Task to complete: Exact transcription of the following records is needed, with every picture dropped.

Data:

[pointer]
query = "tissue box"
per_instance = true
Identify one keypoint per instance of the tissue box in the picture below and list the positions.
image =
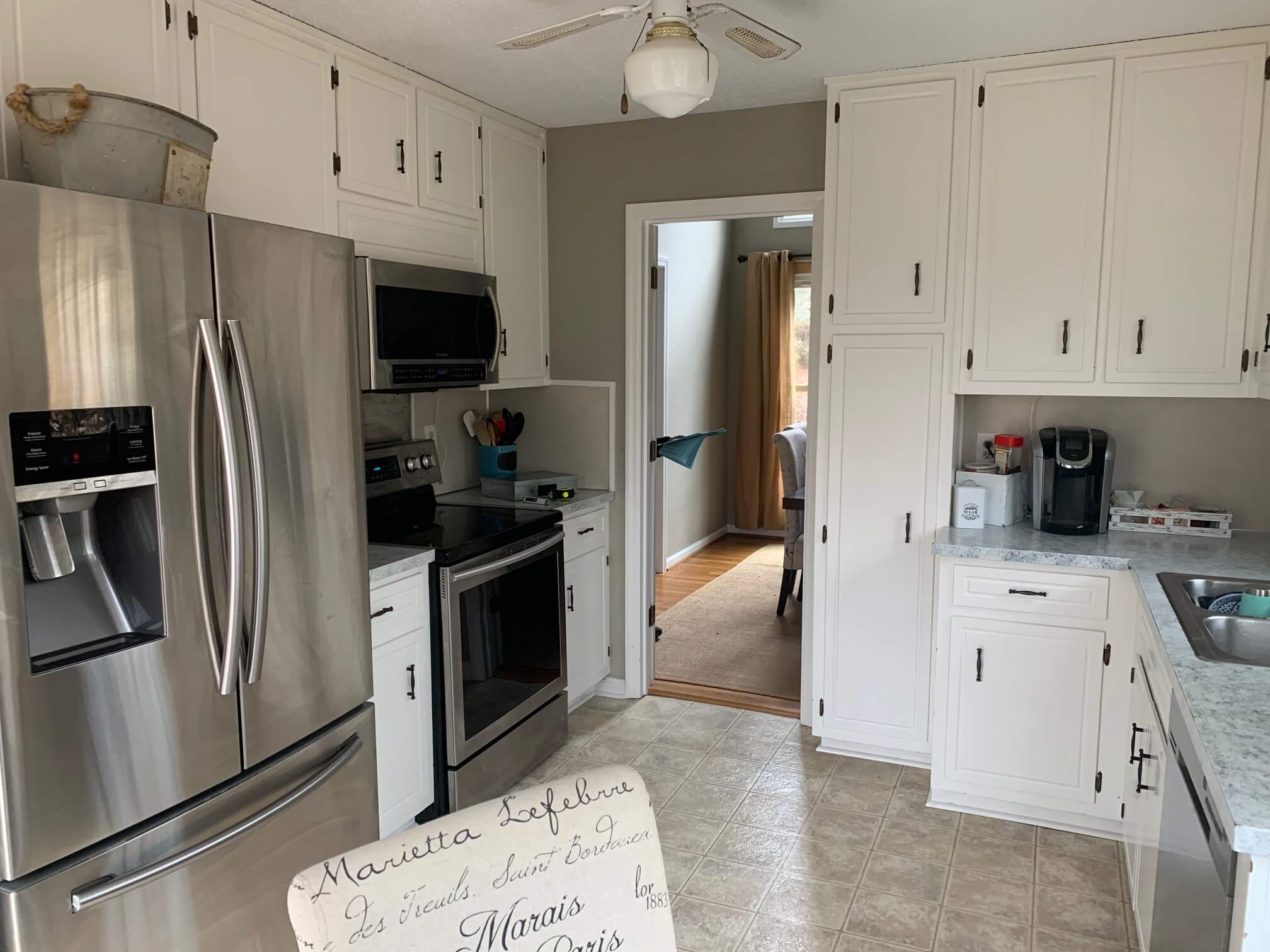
(1007, 496)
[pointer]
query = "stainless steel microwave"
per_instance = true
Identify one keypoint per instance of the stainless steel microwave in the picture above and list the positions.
(426, 328)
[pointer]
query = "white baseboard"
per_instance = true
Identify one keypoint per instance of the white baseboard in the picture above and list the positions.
(696, 546)
(769, 533)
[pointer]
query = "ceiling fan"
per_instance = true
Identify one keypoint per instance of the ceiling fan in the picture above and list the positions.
(673, 72)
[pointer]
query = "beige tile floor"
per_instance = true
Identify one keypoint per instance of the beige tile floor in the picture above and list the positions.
(774, 847)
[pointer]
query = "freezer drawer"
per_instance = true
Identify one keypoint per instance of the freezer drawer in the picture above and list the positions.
(231, 898)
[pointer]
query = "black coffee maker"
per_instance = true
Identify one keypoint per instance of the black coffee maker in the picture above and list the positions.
(1072, 480)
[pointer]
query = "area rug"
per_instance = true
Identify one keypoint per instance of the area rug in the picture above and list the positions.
(728, 635)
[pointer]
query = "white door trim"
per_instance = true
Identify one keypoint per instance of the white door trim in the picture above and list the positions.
(641, 220)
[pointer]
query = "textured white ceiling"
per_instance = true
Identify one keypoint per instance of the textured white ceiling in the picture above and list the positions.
(578, 81)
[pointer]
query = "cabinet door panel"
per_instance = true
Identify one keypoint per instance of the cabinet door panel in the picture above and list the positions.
(586, 621)
(876, 678)
(1039, 173)
(895, 169)
(449, 156)
(516, 247)
(376, 133)
(272, 161)
(1024, 708)
(1191, 130)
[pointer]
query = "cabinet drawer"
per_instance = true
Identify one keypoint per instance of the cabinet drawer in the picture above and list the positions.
(398, 607)
(1032, 592)
(583, 533)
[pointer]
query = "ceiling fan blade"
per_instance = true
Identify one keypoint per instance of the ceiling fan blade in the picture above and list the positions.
(722, 22)
(578, 25)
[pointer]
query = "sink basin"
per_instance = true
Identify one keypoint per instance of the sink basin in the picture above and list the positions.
(1226, 639)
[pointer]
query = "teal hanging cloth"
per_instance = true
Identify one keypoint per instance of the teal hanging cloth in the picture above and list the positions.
(684, 450)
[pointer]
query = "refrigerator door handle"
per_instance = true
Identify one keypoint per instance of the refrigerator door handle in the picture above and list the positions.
(260, 502)
(92, 894)
(207, 354)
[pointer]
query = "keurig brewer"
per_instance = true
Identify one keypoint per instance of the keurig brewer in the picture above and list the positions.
(1072, 480)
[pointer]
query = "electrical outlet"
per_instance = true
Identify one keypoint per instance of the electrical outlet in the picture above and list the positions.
(983, 441)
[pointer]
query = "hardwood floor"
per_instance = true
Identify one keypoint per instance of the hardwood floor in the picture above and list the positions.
(700, 568)
(685, 578)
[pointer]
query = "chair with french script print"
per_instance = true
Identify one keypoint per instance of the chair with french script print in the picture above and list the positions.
(569, 866)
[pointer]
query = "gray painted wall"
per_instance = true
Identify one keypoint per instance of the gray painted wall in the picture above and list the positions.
(696, 376)
(593, 172)
(745, 236)
(1204, 451)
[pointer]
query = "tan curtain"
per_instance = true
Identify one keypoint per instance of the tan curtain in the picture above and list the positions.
(766, 403)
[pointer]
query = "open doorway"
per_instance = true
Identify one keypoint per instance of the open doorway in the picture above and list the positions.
(729, 348)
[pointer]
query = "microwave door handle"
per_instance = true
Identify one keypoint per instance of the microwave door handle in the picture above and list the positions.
(260, 501)
(515, 559)
(498, 334)
(207, 353)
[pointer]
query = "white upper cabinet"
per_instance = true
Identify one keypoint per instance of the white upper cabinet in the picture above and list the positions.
(375, 120)
(892, 220)
(273, 157)
(1191, 130)
(516, 248)
(878, 563)
(1038, 191)
(450, 173)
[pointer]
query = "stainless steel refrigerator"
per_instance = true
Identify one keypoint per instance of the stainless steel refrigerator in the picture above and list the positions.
(185, 635)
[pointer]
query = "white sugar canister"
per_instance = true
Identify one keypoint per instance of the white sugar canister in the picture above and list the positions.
(970, 506)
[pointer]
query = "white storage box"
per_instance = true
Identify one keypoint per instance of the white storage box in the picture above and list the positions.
(1007, 496)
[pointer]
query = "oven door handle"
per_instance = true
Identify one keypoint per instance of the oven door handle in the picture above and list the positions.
(507, 562)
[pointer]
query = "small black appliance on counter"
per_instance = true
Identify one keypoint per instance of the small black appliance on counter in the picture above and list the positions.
(1072, 480)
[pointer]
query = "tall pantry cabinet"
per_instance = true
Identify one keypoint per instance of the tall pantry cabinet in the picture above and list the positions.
(886, 409)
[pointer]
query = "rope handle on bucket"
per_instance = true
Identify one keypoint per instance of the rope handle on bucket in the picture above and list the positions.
(20, 102)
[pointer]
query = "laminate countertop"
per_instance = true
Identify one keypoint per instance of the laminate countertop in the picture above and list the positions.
(1228, 705)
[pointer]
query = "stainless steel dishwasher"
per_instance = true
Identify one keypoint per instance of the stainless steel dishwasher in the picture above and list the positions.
(1196, 870)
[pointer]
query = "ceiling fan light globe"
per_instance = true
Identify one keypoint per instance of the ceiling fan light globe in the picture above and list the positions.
(671, 75)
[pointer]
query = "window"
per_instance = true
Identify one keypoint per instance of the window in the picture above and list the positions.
(802, 347)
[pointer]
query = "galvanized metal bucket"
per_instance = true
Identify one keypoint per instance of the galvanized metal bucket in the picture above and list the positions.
(122, 146)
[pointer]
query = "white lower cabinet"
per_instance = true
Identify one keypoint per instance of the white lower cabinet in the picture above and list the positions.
(586, 603)
(402, 667)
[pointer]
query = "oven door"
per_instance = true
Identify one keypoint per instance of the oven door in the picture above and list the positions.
(502, 635)
(426, 328)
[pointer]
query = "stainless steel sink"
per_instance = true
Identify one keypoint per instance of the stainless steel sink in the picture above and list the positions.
(1227, 639)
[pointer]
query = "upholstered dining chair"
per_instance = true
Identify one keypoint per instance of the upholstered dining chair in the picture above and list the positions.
(791, 450)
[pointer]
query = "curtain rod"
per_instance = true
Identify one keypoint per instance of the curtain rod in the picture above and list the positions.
(742, 259)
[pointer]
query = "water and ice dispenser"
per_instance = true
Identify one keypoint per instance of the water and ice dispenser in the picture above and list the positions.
(88, 518)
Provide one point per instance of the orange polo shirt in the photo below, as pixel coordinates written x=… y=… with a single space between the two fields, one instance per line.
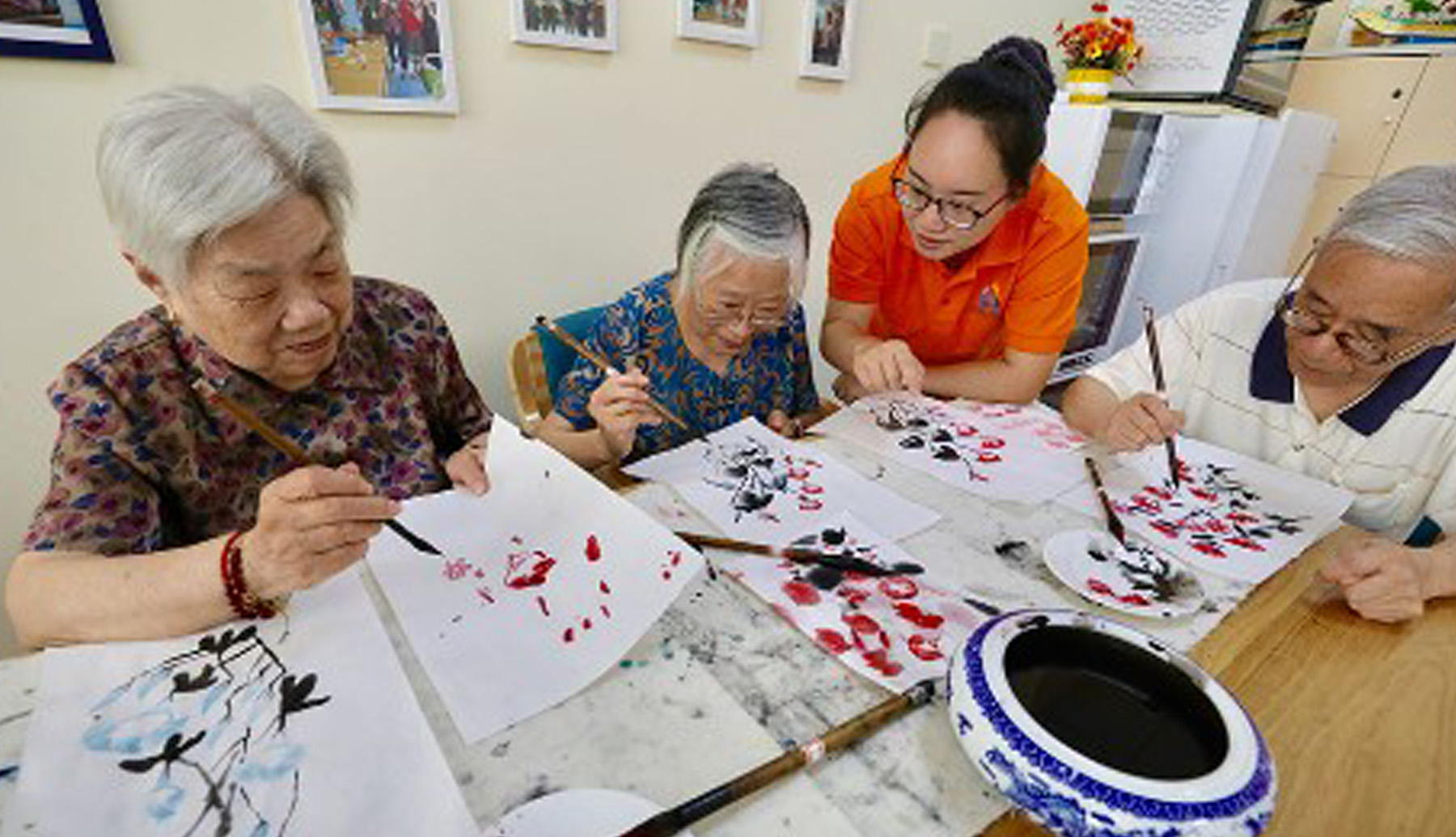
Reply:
x=1017 y=289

Response to the exercise:
[pointer]
query = "tissue box"
per_instance = true
Identify one keypoint per instance of the tissue box in the picture below and list the positions.
image =
(1007, 496)
[pointer]
query = "stainless steel microwave"
per_instance = true
Identify one keypoint per instance of the stainless steel microwave in the picture above and list the positions.
(426, 328)
[pointer]
query = "white baseboard"
per_instance = true
Identify one keypoint per instance of the white baseboard in the picture above and list the positions.
(696, 546)
(769, 533)
[pointer]
query = "ceiling fan"
per_instance = true
Identify one keypoint per instance of the ceiling fan in the picture above and list the positions.
(673, 72)
[pointer]
query = "beige tile floor"
per_instance = true
Identify one keypoint per instance of the beige tile floor in the picture above and list the positions.
(774, 847)
[pointer]
query = "freezer drawer"
per_instance = true
Identify one keypoint per instance of the freezer drawer in the picture above and list the positions.
(231, 898)
[pointer]
query = "black coffee maker"
per_instance = true
Identify one keypoint per instance of the black coffee maker in the picture above and list the positions.
(1072, 480)
[pointer]
query = "area rug"
per_instance = true
Identify one keypoint per instance of the area rug in the picture above and list the positions.
(728, 635)
[pointer]
query = "white door trim"
per_instance = true
Identify one keypoint per instance of the white door trim in the picture above and list the positions.
(641, 220)
[pointer]
query = "textured white ceiling"
per_instance = true
Identify one keypoint per instance of the textured white ceiling in the picture above and list the positions.
(578, 81)
[pointer]
query = "cabinet door panel"
per_instance = true
Identify one keypoint per instance of the cabinet door panel in the picture above and list the positions.
(586, 621)
(876, 678)
(1039, 173)
(895, 169)
(449, 156)
(516, 247)
(376, 133)
(272, 161)
(1024, 708)
(1191, 130)
[pointer]
query = "cabinet drawer"
per_instance = true
Identify one keypoint per instance of the cabinet drawer in the picture above and list the positions.
(398, 607)
(1032, 592)
(583, 533)
[pointer]
query = "ceiling fan blade"
per_instance = true
Identify one keypoint per instance of the ceiling fan blade in the picture above and list the positions.
(722, 22)
(578, 25)
[pointer]
query = "sink basin"
per_instance = true
Identify one keypoint per instance of the sink basin in the picture above and list the positions.
(1226, 639)
[pointer]
query = "teal hanging cloth"
per_instance = true
Identify one keypoint per instance of the teal hanging cloth in the picture above and list the positions.
(684, 450)
[pointer]
query = "refrigerator door handle"
per_instance = true
Identify one keypoint per instance of the refrigerator door handle in the picture above and list the positions.
(260, 502)
(92, 894)
(207, 354)
[pointer]
query = "keurig brewer"
per_instance = true
Identify one keypoint per instance of the keurig brewer in the picture above and list the positions.
(1072, 480)
[pointer]
query = "electrical outlet"
per_instance = true
Identify one keypoint per instance of the electrical outlet in the picture above and list the positions.
(983, 441)
[pointer]
query = "hardwood floor"
per_instance = true
Identify one keypoint per instance of the hardwood floor in the picture above and list the positions.
(700, 568)
(685, 578)
[pointer]
query = "chair with french script print"
per_instance = true
Identify one keypoint per instance of the chair with french script print in the picture above and list the positions.
(569, 866)
[pointer]
query = "gray painted wall"
per_instance = true
Identify one keypoint per instance of the gray painted wall in the picture above and list the positions.
(696, 376)
(593, 172)
(745, 236)
(1204, 451)
[pointer]
query = "tan curtain"
per_instance = true
Identify one keypoint per instance of the tan curtain in the picture above and list the positions.
(766, 403)
[pointer]
query = "open doorway"
per_instance = true
Identify one keypoint per instance of the open doorway in the picture above and list the positions.
(729, 348)
[pointer]
query = "microwave door handle"
per_instance = true
Identify one keypoint per instance of the microwave door handle in the picture above and list the positions.
(260, 501)
(515, 559)
(498, 334)
(207, 353)
[pointer]
query = "white upper cabinet"
per_instance = true
Identify one keypoint per instance of the white upper cabinet in the picture above and list the positions.
(375, 120)
(892, 220)
(273, 157)
(1191, 130)
(516, 248)
(878, 563)
(1038, 191)
(450, 173)
[pointer]
query = "stainless steel refrigerator"
per_instance = true
Identify one keypoint per instance of the stainless steel refrigerator in the picture above and list the positions.
(185, 635)
[pointer]
query = "white sugar canister"
per_instance = true
Identify one keypoint per instance of the white sugar canister in the picture above and list the positions.
(970, 506)
[pointer]
query = "white storage box"
per_instance = true
Identify one keypoint per instance of the white storage box in the picture above and list the positions.
(1007, 496)
[pointer]
query = "oven door handle"
per_instance = true
Identify one keypoint per instance of the oven door handle in the picture above and list the positions.
(507, 562)
[pointer]
query = "small black appliance on counter"
per_instance = true
Identify one keypoint per instance of the small black appliance on counter in the picture above and list the positions.
(1072, 480)
[pointer]
query = "tall pantry cabinet"
per_instance = true
Identify one keypoint per instance of the tall pantry cabinet in the picture above and list the positions.
(886, 409)
[pointer]
query = "rope handle on bucket"
per_instance = true
Identify one keypoint per instance of the rope handle on bucket in the picture above and list the positions.
(20, 102)
[pointer]
query = "laminate countertop"
per_instance = true
Identify one keypoint per instance of the laminate countertop in the picture above and list the positions.
(1228, 705)
[pointer]
query = "stainless steel dishwasher"
per_instance = true
Identify one keypoint per instance of the stainless steel dishwasher in the picture above and list the positions.
(1196, 870)
[pointer]
query = "ceiling fan light globe"
per_instance = true
Identify one keypoint per instance of the ceiling fan light globe in the picture above and list the positions.
(671, 75)
[pointer]
query = "window"
per_instance = true
Identify one keypoint per instance of the window in the picture above and list the positions.
(802, 347)
[pointer]
query = "galvanized metal bucket"
per_instance = true
Identify one keypoint per instance of the galvanized metal bucket in the picture above and list the positions.
(122, 146)
[pointer]
query = "white lower cabinet"
per_instance = true
Identify one keypoint per instance of the white lower cabinet in the picture above and list the positions.
(586, 603)
(402, 667)
[pointer]
query = "oven door"
per_instance = true
Identify one keypoint per instance of the oven door in the picture above and list the positions.
(502, 635)
(426, 328)
[pointer]
query = "stainless steel sink"
per_instance = true
Identify one keypoint per instance of the stainless steel sink in the picture above and list the positions.
(1227, 639)
[pointer]
query = "upholstered dining chair"
per_instance = true
Identify one keypoint per instance of the upholstered dining chair in the picture above and list the positions.
(791, 450)
[pointer]
query = "curtain rod"
per_instance = true
Identify one keypoint per instance of the curtain rod in the picture above and list the positions.
(742, 259)
[pointer]
query = "water and ice dispenser"
per_instance = true
Identify one keypoint per instance of the water and ice dispenser in the picture above and list the positions.
(88, 518)
Provide one point per instance of the orange polo shirt in the photo below, as pixel coordinates written x=… y=… with a single space between the two fields, one instance per line.
Reply:
x=1017 y=289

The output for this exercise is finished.